- **Input data**:
==============================

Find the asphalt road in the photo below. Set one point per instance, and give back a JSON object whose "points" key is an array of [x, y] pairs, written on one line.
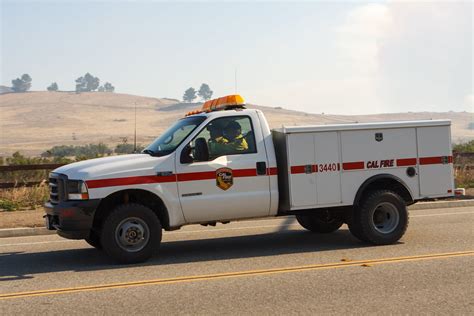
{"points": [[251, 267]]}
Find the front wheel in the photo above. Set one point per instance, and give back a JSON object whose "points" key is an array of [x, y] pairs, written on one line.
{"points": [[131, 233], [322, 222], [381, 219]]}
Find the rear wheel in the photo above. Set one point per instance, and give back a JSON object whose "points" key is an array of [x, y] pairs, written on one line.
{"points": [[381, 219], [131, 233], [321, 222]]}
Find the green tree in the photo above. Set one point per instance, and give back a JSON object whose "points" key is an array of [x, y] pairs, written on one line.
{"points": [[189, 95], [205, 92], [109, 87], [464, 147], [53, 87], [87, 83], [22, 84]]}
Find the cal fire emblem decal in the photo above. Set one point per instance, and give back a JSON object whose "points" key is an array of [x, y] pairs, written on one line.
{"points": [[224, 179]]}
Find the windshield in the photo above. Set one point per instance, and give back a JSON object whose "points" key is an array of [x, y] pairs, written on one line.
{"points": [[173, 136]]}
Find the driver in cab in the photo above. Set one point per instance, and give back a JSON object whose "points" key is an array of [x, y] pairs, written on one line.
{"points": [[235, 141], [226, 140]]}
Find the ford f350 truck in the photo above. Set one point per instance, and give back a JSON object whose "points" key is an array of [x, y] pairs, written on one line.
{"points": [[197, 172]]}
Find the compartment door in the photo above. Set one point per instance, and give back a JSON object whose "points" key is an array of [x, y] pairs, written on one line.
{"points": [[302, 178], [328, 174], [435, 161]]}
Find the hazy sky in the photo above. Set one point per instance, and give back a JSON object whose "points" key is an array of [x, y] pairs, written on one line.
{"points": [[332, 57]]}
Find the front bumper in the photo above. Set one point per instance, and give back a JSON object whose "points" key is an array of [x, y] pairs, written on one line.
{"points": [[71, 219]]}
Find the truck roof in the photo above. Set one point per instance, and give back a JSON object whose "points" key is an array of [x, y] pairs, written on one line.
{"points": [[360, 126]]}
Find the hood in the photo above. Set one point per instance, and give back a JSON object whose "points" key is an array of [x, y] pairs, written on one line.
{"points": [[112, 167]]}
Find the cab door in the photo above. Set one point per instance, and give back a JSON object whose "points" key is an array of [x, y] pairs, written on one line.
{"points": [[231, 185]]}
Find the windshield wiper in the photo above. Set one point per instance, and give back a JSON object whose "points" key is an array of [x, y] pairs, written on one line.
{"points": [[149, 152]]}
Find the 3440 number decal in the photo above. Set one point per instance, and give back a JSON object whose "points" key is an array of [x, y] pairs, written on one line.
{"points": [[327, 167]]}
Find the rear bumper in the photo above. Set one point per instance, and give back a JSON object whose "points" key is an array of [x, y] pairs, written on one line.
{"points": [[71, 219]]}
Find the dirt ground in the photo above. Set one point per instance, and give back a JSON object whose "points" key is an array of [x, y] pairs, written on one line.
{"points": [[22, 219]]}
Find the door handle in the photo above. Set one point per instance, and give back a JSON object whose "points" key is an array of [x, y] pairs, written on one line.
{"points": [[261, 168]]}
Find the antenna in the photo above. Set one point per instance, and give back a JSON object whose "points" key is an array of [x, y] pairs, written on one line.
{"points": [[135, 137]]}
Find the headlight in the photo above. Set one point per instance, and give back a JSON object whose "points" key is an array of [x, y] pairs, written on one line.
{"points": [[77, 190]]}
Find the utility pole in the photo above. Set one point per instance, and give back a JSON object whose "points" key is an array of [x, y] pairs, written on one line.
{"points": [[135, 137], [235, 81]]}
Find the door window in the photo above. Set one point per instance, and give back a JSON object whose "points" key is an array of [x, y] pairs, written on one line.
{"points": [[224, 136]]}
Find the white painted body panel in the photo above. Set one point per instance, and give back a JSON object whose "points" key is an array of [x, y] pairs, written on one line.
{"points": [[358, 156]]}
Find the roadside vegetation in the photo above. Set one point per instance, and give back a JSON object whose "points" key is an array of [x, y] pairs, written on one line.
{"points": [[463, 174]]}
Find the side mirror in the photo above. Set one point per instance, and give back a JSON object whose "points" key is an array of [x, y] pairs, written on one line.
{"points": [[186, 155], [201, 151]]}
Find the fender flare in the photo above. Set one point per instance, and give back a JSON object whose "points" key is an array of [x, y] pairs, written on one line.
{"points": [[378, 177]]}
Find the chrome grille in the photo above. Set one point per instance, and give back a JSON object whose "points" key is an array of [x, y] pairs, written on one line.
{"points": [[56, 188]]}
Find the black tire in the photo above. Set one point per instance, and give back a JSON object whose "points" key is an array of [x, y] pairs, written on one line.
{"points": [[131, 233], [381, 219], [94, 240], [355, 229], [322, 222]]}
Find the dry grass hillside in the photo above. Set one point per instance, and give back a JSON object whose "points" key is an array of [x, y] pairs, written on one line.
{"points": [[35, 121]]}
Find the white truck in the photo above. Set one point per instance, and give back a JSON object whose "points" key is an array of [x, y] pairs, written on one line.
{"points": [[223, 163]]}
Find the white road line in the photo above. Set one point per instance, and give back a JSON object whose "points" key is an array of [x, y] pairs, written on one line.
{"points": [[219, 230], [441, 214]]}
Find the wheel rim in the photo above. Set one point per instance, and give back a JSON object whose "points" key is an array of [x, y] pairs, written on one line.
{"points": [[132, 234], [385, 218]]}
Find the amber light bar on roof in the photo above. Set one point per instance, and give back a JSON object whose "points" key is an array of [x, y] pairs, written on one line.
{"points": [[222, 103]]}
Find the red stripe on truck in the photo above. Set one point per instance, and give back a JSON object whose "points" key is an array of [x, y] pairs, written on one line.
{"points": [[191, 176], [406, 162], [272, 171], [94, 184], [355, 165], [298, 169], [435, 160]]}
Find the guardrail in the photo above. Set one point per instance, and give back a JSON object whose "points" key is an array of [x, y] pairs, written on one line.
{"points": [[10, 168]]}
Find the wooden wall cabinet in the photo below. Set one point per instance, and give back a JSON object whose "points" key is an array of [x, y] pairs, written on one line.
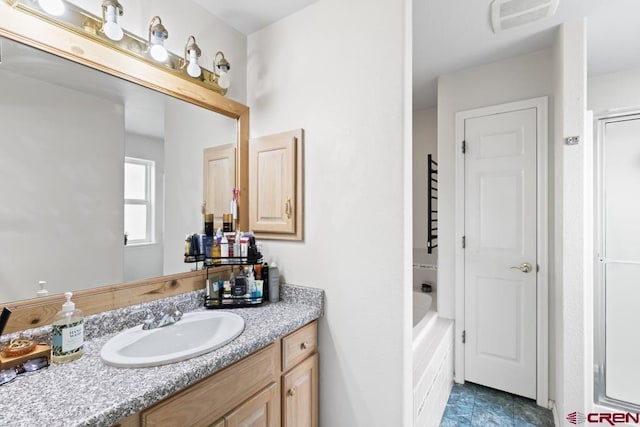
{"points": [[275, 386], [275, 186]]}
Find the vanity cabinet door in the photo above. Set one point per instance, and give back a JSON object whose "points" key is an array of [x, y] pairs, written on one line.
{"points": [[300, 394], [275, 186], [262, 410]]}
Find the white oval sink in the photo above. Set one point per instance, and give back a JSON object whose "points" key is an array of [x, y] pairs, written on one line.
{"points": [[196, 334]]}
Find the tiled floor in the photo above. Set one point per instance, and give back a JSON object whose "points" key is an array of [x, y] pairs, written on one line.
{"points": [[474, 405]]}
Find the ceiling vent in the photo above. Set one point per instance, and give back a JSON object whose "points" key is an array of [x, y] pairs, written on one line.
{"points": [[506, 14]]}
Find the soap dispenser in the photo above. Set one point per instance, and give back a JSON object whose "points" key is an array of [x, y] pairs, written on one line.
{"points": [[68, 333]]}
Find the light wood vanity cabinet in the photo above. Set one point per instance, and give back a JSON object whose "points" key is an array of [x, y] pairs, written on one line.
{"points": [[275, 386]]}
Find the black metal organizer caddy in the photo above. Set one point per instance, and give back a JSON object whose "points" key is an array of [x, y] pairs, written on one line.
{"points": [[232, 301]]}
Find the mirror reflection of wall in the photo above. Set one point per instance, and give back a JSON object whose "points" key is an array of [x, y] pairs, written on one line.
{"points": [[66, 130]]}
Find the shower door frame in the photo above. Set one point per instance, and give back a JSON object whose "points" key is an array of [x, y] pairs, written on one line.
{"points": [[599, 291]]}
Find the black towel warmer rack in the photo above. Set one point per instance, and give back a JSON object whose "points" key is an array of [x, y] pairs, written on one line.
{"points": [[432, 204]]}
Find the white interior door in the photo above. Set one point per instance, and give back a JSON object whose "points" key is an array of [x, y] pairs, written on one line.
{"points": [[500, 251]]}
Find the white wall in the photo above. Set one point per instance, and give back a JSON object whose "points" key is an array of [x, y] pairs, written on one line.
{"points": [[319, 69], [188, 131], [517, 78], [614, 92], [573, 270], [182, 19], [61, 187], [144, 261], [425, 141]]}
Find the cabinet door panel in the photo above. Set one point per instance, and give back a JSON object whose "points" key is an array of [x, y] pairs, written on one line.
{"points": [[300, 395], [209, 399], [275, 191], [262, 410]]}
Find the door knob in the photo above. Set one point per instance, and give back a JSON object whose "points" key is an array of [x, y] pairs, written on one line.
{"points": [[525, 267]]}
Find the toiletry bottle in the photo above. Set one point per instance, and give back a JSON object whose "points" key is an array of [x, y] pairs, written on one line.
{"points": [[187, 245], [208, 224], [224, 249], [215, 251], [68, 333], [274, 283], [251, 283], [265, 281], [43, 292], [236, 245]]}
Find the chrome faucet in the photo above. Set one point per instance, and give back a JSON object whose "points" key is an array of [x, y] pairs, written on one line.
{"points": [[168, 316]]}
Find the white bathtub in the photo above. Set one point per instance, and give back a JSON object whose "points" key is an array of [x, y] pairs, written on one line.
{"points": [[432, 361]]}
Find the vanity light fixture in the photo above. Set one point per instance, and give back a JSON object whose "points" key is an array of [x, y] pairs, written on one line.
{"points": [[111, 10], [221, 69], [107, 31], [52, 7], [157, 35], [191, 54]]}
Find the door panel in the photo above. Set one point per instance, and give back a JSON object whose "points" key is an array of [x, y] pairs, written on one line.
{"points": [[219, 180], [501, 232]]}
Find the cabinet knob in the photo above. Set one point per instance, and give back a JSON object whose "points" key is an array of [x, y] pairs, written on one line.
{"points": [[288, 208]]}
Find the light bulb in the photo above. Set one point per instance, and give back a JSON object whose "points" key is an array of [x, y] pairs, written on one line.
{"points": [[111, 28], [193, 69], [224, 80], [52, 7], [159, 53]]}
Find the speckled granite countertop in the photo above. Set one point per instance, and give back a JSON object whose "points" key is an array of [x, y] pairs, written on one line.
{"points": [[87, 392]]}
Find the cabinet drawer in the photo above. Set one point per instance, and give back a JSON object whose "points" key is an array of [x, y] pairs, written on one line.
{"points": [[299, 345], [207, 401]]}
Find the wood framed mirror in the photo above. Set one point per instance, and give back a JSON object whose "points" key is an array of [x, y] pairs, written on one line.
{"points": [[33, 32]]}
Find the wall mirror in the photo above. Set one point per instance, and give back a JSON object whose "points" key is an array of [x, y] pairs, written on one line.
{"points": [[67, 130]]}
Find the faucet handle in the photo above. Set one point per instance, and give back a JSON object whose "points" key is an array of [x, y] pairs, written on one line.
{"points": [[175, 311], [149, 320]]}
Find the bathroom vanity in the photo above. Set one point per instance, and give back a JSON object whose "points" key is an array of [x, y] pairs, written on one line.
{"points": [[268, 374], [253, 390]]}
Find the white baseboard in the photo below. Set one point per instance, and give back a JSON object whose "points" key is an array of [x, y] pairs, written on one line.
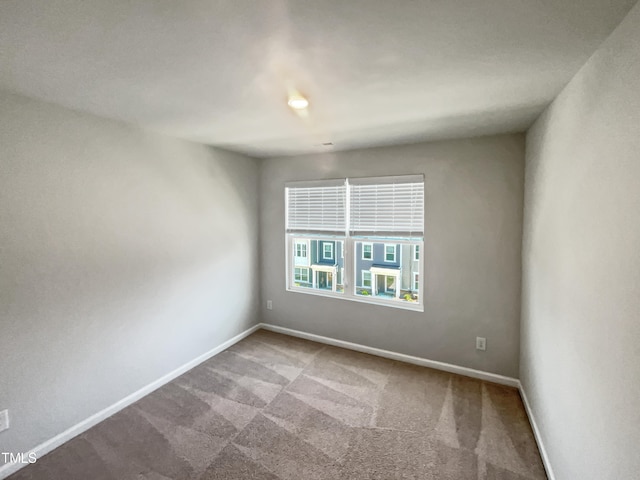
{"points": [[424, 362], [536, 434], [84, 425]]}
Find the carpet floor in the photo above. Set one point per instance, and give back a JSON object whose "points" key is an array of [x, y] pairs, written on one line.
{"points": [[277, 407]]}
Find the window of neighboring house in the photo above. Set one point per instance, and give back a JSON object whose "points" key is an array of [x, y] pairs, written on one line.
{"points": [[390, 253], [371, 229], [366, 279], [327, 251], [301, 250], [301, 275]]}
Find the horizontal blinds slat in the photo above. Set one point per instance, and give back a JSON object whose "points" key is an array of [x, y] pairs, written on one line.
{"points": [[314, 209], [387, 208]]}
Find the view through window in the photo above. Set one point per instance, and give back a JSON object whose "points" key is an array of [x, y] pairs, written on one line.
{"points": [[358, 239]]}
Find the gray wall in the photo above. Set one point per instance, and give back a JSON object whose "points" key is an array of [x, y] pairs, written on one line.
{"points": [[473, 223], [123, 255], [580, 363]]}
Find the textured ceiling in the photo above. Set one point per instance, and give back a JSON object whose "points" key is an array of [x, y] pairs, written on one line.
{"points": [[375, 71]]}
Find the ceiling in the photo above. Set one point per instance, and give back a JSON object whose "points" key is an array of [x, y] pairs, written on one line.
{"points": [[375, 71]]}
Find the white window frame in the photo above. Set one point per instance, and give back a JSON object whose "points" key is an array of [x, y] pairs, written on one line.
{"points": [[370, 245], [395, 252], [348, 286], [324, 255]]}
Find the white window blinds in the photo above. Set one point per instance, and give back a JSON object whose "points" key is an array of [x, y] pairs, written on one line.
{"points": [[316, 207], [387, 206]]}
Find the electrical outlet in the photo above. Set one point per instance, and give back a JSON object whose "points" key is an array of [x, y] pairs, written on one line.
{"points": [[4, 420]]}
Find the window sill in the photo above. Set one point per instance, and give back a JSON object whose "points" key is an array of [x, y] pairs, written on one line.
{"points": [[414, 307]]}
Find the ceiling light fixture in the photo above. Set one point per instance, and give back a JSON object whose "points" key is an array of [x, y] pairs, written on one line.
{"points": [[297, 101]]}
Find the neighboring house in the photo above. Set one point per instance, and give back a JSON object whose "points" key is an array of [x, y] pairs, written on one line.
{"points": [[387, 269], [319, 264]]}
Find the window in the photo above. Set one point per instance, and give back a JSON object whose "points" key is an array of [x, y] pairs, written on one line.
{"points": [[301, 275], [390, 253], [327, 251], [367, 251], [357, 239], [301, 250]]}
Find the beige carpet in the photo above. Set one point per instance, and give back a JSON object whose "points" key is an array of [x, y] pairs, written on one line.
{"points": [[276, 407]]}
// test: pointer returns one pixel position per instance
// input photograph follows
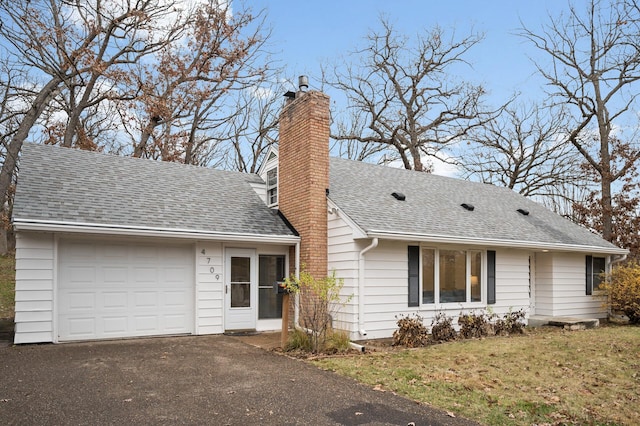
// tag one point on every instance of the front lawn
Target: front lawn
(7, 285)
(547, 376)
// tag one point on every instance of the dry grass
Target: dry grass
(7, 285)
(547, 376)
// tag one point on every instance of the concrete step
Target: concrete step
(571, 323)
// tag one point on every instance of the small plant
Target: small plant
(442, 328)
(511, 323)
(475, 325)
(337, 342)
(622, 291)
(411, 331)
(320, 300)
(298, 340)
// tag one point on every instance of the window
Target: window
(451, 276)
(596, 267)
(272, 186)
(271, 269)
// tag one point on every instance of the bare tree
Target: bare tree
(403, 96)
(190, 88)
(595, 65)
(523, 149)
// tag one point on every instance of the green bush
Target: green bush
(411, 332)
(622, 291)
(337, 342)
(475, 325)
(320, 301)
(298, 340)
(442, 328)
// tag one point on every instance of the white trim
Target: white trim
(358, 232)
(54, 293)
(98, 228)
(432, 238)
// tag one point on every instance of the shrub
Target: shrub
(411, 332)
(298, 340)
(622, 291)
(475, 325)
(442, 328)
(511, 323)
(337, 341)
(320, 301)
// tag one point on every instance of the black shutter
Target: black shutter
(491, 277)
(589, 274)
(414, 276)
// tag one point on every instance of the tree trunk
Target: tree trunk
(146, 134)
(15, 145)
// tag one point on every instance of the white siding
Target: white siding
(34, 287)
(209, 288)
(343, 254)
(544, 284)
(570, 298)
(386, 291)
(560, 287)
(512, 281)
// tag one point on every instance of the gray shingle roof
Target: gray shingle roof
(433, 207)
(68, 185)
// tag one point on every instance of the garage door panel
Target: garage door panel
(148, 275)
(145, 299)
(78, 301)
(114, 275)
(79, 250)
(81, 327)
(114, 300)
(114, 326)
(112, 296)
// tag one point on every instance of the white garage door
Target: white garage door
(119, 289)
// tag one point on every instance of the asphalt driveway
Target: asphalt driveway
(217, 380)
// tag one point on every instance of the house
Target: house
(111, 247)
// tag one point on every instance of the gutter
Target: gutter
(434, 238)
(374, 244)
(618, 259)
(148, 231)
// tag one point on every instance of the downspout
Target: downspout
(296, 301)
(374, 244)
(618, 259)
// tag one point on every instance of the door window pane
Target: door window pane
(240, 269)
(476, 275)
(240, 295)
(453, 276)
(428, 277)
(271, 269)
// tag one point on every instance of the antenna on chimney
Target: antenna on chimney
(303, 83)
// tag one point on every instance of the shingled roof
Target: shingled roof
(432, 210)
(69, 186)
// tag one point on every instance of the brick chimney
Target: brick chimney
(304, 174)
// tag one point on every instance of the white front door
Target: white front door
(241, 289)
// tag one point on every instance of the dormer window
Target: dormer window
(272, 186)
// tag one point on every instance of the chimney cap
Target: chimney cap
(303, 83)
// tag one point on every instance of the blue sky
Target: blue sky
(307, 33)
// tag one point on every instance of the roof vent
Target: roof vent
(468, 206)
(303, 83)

==============================

- **Instructions for the task**: Your response should hold only an exact copy of the lines above, from the one containing "Target: white front door" through the end of the entries.

- **Expected answer**:
Target: white front door
(241, 289)
// tag one point on every instance of the dormer window
Target: dormer window
(272, 186)
// tag one point on every instance of the chimney cap
Target: chimney cap
(303, 83)
// tag one point on every instance of the blue sky
Target: blue sky
(307, 33)
// tag one point on every instance of the roof vent
Target: roof vent
(468, 206)
(303, 83)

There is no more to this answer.